- Available data:
= Beginning of Section =

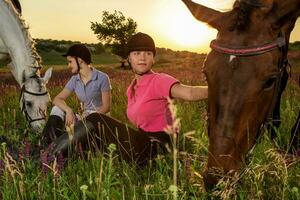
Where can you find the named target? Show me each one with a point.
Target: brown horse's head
(243, 72)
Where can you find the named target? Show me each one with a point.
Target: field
(268, 175)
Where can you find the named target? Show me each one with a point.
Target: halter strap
(248, 51)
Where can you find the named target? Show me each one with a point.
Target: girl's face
(141, 61)
(72, 65)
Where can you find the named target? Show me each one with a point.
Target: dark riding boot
(295, 137)
(53, 129)
(66, 142)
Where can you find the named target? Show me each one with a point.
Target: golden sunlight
(180, 29)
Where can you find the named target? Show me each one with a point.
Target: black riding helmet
(79, 51)
(140, 42)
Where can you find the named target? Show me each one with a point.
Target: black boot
(66, 143)
(53, 129)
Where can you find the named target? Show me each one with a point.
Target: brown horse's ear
(205, 14)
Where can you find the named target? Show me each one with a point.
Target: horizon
(179, 31)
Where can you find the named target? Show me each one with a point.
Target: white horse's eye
(28, 103)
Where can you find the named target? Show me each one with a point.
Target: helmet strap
(135, 72)
(78, 66)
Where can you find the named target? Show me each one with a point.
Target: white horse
(17, 44)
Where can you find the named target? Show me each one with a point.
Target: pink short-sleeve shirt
(148, 104)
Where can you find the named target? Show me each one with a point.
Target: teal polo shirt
(90, 93)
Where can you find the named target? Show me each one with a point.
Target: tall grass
(173, 176)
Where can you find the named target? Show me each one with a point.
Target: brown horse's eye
(268, 84)
(28, 103)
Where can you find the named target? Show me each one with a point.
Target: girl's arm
(106, 102)
(59, 101)
(189, 93)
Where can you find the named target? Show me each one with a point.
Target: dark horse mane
(243, 12)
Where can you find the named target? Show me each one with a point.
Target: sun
(180, 30)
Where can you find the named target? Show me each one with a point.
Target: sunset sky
(168, 21)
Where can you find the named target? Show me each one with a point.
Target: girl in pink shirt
(147, 107)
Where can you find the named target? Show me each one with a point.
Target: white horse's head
(34, 99)
(16, 42)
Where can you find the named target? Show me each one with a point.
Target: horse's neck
(17, 42)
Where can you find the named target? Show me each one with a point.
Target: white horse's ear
(47, 75)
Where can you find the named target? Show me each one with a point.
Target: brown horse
(246, 74)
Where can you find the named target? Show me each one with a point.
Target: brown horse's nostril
(42, 112)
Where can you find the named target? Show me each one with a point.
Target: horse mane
(15, 8)
(243, 13)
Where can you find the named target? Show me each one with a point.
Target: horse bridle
(23, 104)
(281, 44)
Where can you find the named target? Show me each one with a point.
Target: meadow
(268, 174)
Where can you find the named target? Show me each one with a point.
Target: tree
(114, 31)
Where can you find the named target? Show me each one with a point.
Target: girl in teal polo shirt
(147, 109)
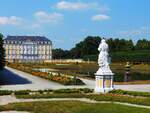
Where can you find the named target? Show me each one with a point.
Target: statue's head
(103, 41)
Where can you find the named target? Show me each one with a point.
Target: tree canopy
(89, 45)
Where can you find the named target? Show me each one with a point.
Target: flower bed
(60, 78)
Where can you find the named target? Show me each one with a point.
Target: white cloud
(136, 32)
(100, 17)
(12, 20)
(43, 17)
(65, 5)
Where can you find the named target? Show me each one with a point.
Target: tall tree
(143, 44)
(2, 53)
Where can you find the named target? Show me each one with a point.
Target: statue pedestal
(104, 80)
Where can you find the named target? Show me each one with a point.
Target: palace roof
(27, 38)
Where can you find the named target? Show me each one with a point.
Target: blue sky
(67, 22)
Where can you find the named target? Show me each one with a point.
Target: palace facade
(27, 48)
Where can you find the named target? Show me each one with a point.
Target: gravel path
(4, 100)
(13, 79)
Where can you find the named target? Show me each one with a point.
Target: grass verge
(72, 107)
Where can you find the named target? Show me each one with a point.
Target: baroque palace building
(27, 48)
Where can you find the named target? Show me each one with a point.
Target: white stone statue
(103, 59)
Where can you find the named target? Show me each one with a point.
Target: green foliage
(86, 47)
(132, 93)
(85, 90)
(2, 53)
(5, 92)
(72, 107)
(143, 44)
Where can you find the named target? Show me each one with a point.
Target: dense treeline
(121, 49)
(2, 53)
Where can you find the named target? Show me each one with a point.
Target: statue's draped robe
(103, 59)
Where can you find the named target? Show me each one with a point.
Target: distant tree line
(88, 47)
(2, 53)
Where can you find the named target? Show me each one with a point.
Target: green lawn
(72, 107)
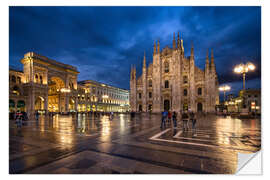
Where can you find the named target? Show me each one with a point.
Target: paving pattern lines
(203, 138)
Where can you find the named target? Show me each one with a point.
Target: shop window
(199, 91)
(166, 84)
(166, 67)
(185, 79)
(185, 92)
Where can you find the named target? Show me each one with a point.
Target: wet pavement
(97, 145)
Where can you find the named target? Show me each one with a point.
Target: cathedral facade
(173, 82)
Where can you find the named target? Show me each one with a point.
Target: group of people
(185, 116)
(167, 117)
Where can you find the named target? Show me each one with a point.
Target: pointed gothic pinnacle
(155, 49)
(174, 44)
(158, 48)
(144, 61)
(212, 56)
(192, 49)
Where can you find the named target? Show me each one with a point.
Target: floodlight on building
(65, 90)
(243, 69)
(105, 96)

= End of Section =

- Task item:
Copy out the records exactly; the pictures stay behind.

- Reply to the task:
Where can you find the named target? Show me each one with a point.
Target: brown horse's head
(243, 72)
Where can you find the named target? Show me each one with a point.
Target: field
(268, 175)
Where can you find the named target? Show me each one with a point.
Target: halter strap
(248, 51)
Where can you find the named target? Show me each one with a point.
Target: girl's face
(141, 61)
(72, 65)
Where can you find the named target? Show me each one with a point.
Target: dark riding boot
(295, 137)
(53, 129)
(66, 142)
Where can you find the named target? Show me each one with a point.
Target: golden sunlight
(180, 29)
Where can you find the named target? Show me each one with a point.
Target: black riding helmet
(79, 51)
(140, 42)
Where can you find the named target? Show me each one with a point.
Target: black boot
(66, 143)
(53, 129)
Where can you find the named target? Show me each one with a point.
Target: brown horse's ear
(205, 14)
Where can you find the named target? Show me each one with a point.
Target: horizon
(179, 31)
Where can you find the named target? Show me each one with a point.
Target: white horse's eye
(28, 103)
Where can you find the named target? Show me each one with a point.
Target: helmet strap
(135, 72)
(78, 66)
Where can you find the named target? Show me each one with a point.
Target: white horse
(17, 44)
Where can you find the named target? Show me each one with a point.
Target: pink short-sleeve shirt
(148, 104)
Where can you find the named target? Show me each one with a point.
Target: teal polo shirt
(90, 93)
Where can you find the named target? Show me each one with a point.
Target: tall grass
(173, 176)
Where can you find the named target? Show me each one with a point.
Target: brown horse's eye
(268, 84)
(28, 103)
Where can you find the named target? Show me each one with a point.
Target: girl's arm
(106, 102)
(59, 101)
(189, 93)
Where can you find the named target? Show me each one with a point.
Target: dark horse mane
(243, 12)
Where can you find the named target? Show me each one with a point.
Target: sun
(180, 30)
Where can you find the named target? Show me each one with a point.
Target: sunset sky
(168, 21)
Where can you find the named target? Show me each one with a point.
Target: girl in pink shirt
(147, 107)
Where can you find the named target? Show me each one with a point.
Target: white horse's head
(34, 99)
(16, 42)
Where can you find the named target? Show me each one with a point.
Target: horse's neck
(17, 42)
Where can you find the named target? Show me each one with a point.
Target: white horse's ear
(47, 75)
Where can you find the named target? Show me each one with a point.
Target: brown horse
(246, 74)
Where can you find the named target? Show me each one with a point.
Target: brown horse's nostril
(42, 112)
Where can you find the named target? Show me each one with a point.
Target: horse mane
(15, 8)
(243, 13)
Where can you find the named target? Show me each one with a point.
Target: horse bridle
(23, 104)
(281, 44)
Where can you find the named target? Show me each one with a point.
Target: meadow
(268, 174)
Where can you find the named target? Show me each one with a point.
Target: tree
(114, 31)
Where can you find the named target? Show me each one with a point.
Target: girl in teal polo shirt
(147, 109)
Where can you find the named target? Show me each one with a point.
Target: statue's head
(103, 41)
Where can you find the named target? Show me each one with a point.
Target: tree canopy
(89, 45)
Where can you find the named target? Show me each one with a point.
Target: flower bed
(60, 78)
Where can you find the named target? Show me each one with a point.
Target: white cloud
(136, 32)
(100, 17)
(12, 20)
(43, 17)
(65, 5)
Where can you find the named target? Show me each one with a point.
Target: tall tree
(143, 44)
(2, 53)
Where can you find the named target? Show me each one with a point.
Target: statue pedestal
(104, 80)
Where can you find the named target? Show me each one with a point.
Target: palace roof
(27, 38)
Where can you find the named target? Show me each one with a point.
Target: blue sky
(67, 22)
Where can you find the named target? Show me each one with a point.
Target: palace facade
(27, 48)
Where can you find the named target? Show me each one with a point.
Target: gravel path
(4, 100)
(13, 79)
Where can you find the named target? Show me each one with a point.
Target: grass verge
(72, 107)
Where can you find the named target? Show me each one with a point.
Target: baroque palace building
(27, 48)
Where can you find the named target? Show me each one with a point.
Target: white stone statue
(103, 59)
Where can you find the named target? Show me each one with a point.
Target: green foliage
(86, 47)
(132, 93)
(85, 90)
(2, 53)
(5, 92)
(72, 107)
(143, 44)
Where can you find the named target? Show me each one with a point.
Target: dense treeline
(121, 49)
(2, 53)
Where can you find the named target? Show me each one with a point.
Target: statue's draped robe
(103, 59)
Where can you find the named target? Show me each one with a point.
Target: distant tree line
(88, 47)
(2, 53)
Where can you find the named target? Show me each one with a point.
Target: green lawn
(72, 107)
Where can you find the named target? Show me each one with a point.
Target: paving pattern lines
(203, 138)
Where can you find the named target? Show me each one with a point.
Target: shop window
(199, 91)
(166, 84)
(166, 67)
(185, 79)
(185, 92)
Where can you find the named target? Show me each one with a point.
Target: wet pavement
(97, 145)
Where can you find the named target? Show me each one with a point.
Target: cathedral facade
(173, 82)
Where can you find the named target? Show me each one with a point.
Target: group of people
(185, 116)
(167, 117)
Where can you find the named target? Show me each one with a point.
Target: pointed gothic pinnacle
(155, 49)
(174, 44)
(158, 48)
(144, 61)
(212, 56)
(192, 49)
Where can you find the named target? Show me each one with a point.
Target: floodlight on building
(65, 90)
(243, 69)
(105, 96)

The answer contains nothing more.